*EXERCISE:* Look through the lines below and copy each one that includes "tofu".

*SUPPLIED DATA:*

○ ○ ○ ○ ○

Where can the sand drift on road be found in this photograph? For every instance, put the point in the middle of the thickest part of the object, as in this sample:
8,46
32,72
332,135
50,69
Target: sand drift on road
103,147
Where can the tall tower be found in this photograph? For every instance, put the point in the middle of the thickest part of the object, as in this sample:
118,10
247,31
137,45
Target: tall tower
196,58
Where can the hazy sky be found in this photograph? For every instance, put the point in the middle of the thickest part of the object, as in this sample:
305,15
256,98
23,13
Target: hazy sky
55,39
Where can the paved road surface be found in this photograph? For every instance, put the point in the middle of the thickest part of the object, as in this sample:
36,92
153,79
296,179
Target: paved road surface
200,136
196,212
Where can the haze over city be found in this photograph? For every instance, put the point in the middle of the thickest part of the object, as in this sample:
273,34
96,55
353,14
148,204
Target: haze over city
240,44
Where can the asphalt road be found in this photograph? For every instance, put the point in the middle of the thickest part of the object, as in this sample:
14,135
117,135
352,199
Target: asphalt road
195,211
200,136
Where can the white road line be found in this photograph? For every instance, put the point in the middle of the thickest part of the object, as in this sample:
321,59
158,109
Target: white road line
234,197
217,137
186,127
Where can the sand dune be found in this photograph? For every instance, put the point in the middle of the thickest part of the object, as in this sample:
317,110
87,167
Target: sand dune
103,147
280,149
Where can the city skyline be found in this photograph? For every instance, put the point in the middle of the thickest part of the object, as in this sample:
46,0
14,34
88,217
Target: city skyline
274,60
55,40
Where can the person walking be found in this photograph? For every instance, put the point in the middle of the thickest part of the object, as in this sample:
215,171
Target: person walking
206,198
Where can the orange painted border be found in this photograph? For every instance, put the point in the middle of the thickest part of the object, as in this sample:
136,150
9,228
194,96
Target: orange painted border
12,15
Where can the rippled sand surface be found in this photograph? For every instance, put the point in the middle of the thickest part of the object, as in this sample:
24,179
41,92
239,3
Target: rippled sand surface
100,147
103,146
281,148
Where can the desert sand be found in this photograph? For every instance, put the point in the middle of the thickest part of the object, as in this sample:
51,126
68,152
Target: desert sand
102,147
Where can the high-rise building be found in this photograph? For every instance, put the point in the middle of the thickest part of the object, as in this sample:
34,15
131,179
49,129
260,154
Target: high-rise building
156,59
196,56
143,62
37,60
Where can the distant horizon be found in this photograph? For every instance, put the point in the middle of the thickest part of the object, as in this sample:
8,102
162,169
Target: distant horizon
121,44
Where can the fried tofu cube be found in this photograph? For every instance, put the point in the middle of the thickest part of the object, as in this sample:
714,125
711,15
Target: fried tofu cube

○ ○ ○ ○ ○

*RESULT FOR THIS EXERCISE:*
Where can the fried tofu cube be found in this photograph? For every instance, put the point in the middle of the thickest part of the object, as in this sample:
Target: fried tofu cube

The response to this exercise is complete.